WHAT NEEDS TO BE DONE: Format every line of the records below as a numbered list, dropping blank lines and leaving out the pictures.

EXERCISE INPUTS:

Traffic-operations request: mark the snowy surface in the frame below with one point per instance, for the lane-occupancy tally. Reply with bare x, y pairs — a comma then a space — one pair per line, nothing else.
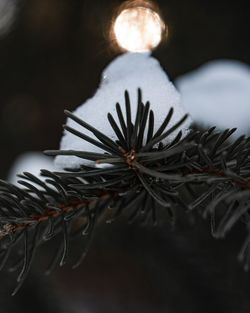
129, 71
31, 162
218, 94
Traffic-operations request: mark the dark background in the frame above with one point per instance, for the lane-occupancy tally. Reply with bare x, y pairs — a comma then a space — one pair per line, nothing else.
51, 59
54, 53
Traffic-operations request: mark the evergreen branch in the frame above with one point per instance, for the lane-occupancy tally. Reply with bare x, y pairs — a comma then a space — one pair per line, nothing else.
148, 176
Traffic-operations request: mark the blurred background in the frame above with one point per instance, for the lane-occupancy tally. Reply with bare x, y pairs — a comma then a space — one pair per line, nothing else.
52, 53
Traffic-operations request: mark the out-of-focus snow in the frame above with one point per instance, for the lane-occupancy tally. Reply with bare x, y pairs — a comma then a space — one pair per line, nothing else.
129, 71
31, 162
218, 94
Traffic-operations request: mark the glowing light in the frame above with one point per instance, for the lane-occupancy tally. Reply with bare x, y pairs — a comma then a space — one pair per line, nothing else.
138, 29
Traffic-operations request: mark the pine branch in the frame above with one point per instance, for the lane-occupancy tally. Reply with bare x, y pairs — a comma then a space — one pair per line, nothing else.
201, 172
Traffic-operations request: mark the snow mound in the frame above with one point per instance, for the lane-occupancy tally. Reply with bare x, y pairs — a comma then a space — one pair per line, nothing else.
129, 71
31, 162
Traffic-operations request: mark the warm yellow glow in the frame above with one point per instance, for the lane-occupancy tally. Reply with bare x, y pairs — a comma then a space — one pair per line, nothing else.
138, 29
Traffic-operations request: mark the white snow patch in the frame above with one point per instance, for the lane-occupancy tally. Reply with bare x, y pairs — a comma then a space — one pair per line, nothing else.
129, 71
218, 94
31, 162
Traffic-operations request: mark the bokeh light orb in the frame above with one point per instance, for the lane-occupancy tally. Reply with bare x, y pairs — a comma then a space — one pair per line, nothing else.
138, 29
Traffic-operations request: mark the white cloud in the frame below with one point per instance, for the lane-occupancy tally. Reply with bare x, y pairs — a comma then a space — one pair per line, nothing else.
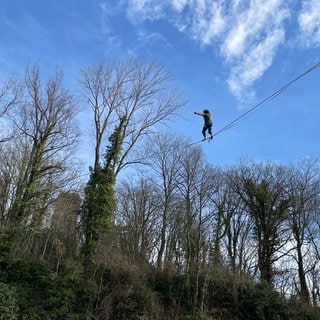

FULL OUTPUT:
1. Traffic-operations request: mark the snowy surface in the frame below with one point per instance, for the lane-occupancy tally. Reply with bare x, y pairs — a comma then a space — one pair per line, nothing else.
2. 129, 71
3. 31, 162
4. 218, 94
5. Traffic-operations request: mark the dark background in the frame above with one point per instance, for the lane-occupancy tally. Reply with bare x, y pairs — a comma then a space — one pair per line, nothing else.
6. 51, 59
7. 54, 53
8. Traffic-operations request: mark the evergreen branch in the frame above with one point per instance, for the lane-occupancy tally. Reply with bare x, y pairs — a comma then a space — one pair per line, nothing else.
9. 148, 176
10. Traffic-operations request: mark the blurred background in the frame above with one point per instance, for the lane-occupancy tally. Reply with bare x, y pairs — a comma then a space — one pair per line, nothing else.
11. 52, 53
12. Traffic-operations request: mark the out-of-focus snow in the frame above with one point per instance, for the lane-occupancy tally. Reply with bare x, y pairs — a comma then a space — one pair per line, nothing else.
13. 129, 71
14. 31, 162
15. 218, 94
16. Traffic-operations request: mark the glowing light in the frame above with one point per instance, for the lane-occupancy tally. Reply with bare x, y pairs — a comma then a space — one pair per line, nothing else.
17. 138, 29
18. Traffic-operations request: mark the pine branch in the frame above with one point per instance, for the lane-occupancy tally. Reply with bare x, y pairs — a comma then a space — one pair per line, nothing else.
19. 201, 172
20. Traffic-operations request: mark the snow mound in the frame above with one point per instance, for the lane-occupancy tally. Reply with bare x, y pairs — a comma then a space — one pair per line, nothing else.
21. 129, 71
22. 31, 162
23. Traffic-operations request: mark the warm yellow glow in the frame above with one point per instance, for the lane-occupancy tally. Reply with bare x, y pairs — a comma then a space — one pair per line, nothing else.
24. 138, 29
25. Traffic-operations request: mark the white snow patch in the frame above with one point per instance, for the lane-occupancy tally. Reply with bare x, y pairs — a comma then a space — one pair per line, nothing else.
26. 129, 71
27. 218, 94
28. 31, 162
29. Traffic-operations request: mark the bokeh light orb in the frame above with one point per instance, for the lane-occupancy tally. Reply with bare x, y pairs — a comma then a space — one pair per line, nothing else.
30. 138, 29
31. Traffic-operations request: mark the white cloud in the frame below with one point per instance, for the lane-occupancy tally. Reply with bare x, y pairs — a comma then a space — one pair per line, nothing else.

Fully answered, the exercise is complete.